Start of SOURCE MATERIAL

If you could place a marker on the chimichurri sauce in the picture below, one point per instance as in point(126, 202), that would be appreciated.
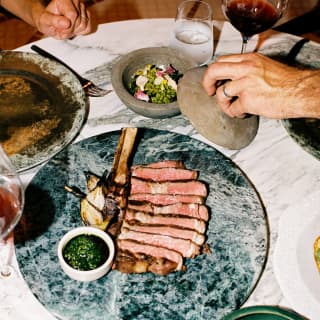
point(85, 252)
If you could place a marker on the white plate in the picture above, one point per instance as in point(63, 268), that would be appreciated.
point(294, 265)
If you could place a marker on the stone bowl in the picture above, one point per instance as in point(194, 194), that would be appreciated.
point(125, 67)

End of SOURCE MATERIAL
Start of SOURCE MATERIAL

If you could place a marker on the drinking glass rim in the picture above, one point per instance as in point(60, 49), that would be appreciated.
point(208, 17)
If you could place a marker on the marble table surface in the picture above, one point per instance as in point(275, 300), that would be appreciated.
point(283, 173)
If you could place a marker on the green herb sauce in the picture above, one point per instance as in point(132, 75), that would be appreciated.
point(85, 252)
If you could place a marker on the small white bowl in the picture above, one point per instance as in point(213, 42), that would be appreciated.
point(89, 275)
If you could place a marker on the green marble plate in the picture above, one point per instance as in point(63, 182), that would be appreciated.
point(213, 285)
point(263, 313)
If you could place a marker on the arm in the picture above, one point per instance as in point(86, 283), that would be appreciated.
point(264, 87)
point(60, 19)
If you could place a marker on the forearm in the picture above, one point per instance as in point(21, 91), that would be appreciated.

End of SOURCE MATERIAL
Start of SOURCE MATERIAL

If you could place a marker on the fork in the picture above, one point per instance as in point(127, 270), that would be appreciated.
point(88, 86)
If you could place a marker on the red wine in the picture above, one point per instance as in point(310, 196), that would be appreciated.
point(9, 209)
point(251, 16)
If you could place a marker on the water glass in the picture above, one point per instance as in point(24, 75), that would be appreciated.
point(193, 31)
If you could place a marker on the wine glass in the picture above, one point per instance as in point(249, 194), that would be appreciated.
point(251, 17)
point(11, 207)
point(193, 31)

End of SOURCE MATERIAL

Edit the records from the line containing "If you could place a marker on the marble" through the line containing "If you could place a marker on the forearm", replacing "marker" with "dot" and leaving everything else as it is. Return only those lines.

If you could place a dot on the marble table surface in the picture above, one point per instance as in point(275, 300), that would be appreciated.
point(283, 173)
If you could place a dot on the green herb sauce in the picture above, one point per instance as in point(132, 75), that would be appreciated.
point(85, 252)
If you could place a dot on the small white bowl in the picture above, one point per instance as in point(213, 42), that would be appreciated.
point(89, 275)
If you could place a dot on the green marble plate in the picture above, one point per instance as in point(63, 182), that would be appreciated.
point(213, 285)
point(263, 313)
If you could place a dot on the arm in the picture above, one point per instance as in point(86, 283), that would be appreciated.
point(264, 87)
point(60, 19)
If you could place a dot on the forearm in the picture above, one point per instance as in point(21, 91), that would be appreciated.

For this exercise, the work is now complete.